◆ Records contained in a dataset:
◇ ◇ ◇

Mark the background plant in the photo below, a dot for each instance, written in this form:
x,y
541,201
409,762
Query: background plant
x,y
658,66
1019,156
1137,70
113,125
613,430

◇ ◇ ◇

◆ Problem details: All the data above must be copied again. Leave nothing out.

◆ Answer to the problem:
Mark the background plant in the photo below, a dot for each instance, written in this form:
x,y
541,201
409,762
Query: background plant
x,y
658,66
1019,156
1137,70
113,125
613,430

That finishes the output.